• What is asked:
1. Please say whether each statement agrees with the abstract header, answering yes or no and quoting the words that decide it. (a) The congress took place in Granada, Spain. (b) The work is distributed under the Creative Commons Attribution 4.0 License. (c) The authors are affiliated with a university in Spain.
2. Reproduce a passage of the abstract header word for word. Begin at the words "Extensional Features at" and stop after "Clark et al.".

• Supplied text:
[Start]

Europlanet Science Congress 2022
Palacio de Congresos de Granada, Spain
18 – 23 September 2022
Europlanet Science Congress 2022
Palacio de Congresos de Granada, Spain
18 September – 23 September 2022
EPSC Abstracts
Vol. 16, EPSC2022-757, 2022
https://doi.org/10.5194/epsc2022-757
Europlanet Science Congress 2022
© Author(s) 2022. This work is distributed under
the Creative Commons Attribution 4.0 License.

Extensional Features at East Serenitatis Wrinkle Ridge-Lobate Scarp Transition Indicate Recent Tectonic Activity

Jaclyn D. Clark, Hannes Bernhardt, and Mark S. Robinson
Jaclyn D. Clark et al.
  • Arizona State University, School of Earth and Space Exploration, Tempe, United States of America (jclark@ser.asu.edu)

[End]

• Dataset excerpts:

[Start]

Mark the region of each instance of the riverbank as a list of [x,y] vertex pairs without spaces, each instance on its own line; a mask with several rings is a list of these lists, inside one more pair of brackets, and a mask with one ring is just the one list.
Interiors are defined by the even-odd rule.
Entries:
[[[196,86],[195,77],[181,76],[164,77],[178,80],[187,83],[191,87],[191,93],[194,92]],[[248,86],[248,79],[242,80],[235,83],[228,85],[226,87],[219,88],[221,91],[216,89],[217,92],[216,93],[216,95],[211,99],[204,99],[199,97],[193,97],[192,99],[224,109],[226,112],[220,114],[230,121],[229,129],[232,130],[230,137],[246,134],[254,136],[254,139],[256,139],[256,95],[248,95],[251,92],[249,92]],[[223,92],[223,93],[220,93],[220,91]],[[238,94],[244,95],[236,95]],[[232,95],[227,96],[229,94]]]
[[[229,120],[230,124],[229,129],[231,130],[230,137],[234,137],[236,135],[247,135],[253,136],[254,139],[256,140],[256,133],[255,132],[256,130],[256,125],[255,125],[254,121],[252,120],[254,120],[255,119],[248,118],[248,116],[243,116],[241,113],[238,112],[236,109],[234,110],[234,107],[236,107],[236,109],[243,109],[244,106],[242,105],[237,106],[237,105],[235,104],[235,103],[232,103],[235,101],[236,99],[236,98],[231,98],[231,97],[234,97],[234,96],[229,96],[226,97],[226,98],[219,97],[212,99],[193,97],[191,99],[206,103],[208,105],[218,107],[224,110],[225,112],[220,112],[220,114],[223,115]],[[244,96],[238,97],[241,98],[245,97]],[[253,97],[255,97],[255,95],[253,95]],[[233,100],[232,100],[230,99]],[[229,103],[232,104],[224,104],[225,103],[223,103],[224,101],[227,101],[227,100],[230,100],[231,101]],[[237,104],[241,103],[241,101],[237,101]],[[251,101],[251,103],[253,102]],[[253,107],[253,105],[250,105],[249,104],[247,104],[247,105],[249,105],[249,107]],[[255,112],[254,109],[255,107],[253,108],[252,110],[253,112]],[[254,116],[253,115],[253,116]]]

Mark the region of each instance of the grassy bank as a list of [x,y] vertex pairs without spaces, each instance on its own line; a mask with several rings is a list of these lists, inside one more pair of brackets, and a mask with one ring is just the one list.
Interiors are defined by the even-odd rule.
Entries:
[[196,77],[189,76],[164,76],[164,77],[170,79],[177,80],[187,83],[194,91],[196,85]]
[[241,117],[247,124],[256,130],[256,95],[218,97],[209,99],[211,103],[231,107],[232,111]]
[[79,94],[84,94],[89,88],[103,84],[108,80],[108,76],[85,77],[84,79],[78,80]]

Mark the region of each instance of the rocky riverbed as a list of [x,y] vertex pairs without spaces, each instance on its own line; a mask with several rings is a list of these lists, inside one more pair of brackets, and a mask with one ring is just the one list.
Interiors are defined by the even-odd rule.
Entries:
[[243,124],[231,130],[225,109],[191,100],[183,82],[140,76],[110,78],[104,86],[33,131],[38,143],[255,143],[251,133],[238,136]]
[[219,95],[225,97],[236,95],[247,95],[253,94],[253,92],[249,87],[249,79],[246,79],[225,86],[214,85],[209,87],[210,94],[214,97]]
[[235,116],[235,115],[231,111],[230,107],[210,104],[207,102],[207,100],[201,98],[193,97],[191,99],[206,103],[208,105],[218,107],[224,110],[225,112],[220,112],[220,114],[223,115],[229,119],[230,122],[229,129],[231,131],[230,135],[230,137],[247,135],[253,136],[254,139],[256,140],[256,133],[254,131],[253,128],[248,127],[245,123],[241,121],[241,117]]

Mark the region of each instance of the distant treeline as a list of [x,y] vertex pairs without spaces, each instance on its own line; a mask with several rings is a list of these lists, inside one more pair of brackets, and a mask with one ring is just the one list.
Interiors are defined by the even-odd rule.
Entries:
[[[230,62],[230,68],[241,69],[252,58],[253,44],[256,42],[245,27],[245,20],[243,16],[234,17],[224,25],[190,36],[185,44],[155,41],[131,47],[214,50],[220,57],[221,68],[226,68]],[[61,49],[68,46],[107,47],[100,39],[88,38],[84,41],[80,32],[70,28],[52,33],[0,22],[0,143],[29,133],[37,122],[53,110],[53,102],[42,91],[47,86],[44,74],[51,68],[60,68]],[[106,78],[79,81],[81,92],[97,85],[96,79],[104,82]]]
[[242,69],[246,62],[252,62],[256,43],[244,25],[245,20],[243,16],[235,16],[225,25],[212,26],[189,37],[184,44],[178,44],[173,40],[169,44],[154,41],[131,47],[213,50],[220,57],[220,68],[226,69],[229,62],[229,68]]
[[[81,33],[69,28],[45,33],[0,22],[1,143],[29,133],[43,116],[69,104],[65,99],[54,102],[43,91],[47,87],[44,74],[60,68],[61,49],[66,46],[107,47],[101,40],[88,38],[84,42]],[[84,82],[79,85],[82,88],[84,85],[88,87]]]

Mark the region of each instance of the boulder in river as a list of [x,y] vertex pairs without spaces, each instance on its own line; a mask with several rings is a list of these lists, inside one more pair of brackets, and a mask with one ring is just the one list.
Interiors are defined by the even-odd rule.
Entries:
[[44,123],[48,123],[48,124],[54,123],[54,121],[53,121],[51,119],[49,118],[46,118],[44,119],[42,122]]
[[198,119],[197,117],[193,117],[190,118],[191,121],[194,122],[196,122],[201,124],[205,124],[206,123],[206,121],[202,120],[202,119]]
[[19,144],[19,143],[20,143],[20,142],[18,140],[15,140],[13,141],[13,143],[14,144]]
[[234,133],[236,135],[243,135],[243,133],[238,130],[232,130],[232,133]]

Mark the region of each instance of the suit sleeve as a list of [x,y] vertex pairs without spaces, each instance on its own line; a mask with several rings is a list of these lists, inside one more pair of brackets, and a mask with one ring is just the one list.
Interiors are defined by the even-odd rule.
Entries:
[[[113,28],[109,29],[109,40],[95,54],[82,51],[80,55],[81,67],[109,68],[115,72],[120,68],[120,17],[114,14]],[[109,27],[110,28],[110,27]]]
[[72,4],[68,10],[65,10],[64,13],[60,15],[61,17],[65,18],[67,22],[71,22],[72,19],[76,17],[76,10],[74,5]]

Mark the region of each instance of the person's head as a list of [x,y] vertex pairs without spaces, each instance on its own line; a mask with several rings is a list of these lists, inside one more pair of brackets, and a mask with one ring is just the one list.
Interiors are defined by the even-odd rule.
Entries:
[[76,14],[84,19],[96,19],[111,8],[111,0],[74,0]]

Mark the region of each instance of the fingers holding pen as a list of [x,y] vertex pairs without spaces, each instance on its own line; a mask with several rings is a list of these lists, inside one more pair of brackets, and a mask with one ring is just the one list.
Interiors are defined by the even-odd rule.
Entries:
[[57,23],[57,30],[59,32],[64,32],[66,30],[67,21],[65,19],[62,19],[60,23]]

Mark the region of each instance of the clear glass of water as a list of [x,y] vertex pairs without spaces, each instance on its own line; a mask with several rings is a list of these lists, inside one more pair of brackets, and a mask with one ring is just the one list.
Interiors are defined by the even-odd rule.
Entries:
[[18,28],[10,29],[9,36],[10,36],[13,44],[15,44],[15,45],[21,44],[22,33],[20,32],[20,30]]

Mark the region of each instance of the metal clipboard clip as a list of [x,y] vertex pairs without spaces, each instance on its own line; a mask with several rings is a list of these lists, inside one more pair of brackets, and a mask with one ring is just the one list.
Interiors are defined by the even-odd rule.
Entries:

[End]

• Exercise solutions:
1.
(a) Yes: "Palacio de Congresos de Granada, Spain"
(b) Yes: "the Creative Commons Attribution 4.0 License."
(c) No: "Arizona State University, School of Earth and Space Exploration, Tempe, United States of America"

2.
Extensional Features at East Serenitatis Wrinkle Ridge-Lobate Scarp Transition Indicate Recent Tectonic Activity

Jaclyn D. Clark, Hannes Bernhardt, and Mark S. Robinson
Jaclyn D. Clark et al.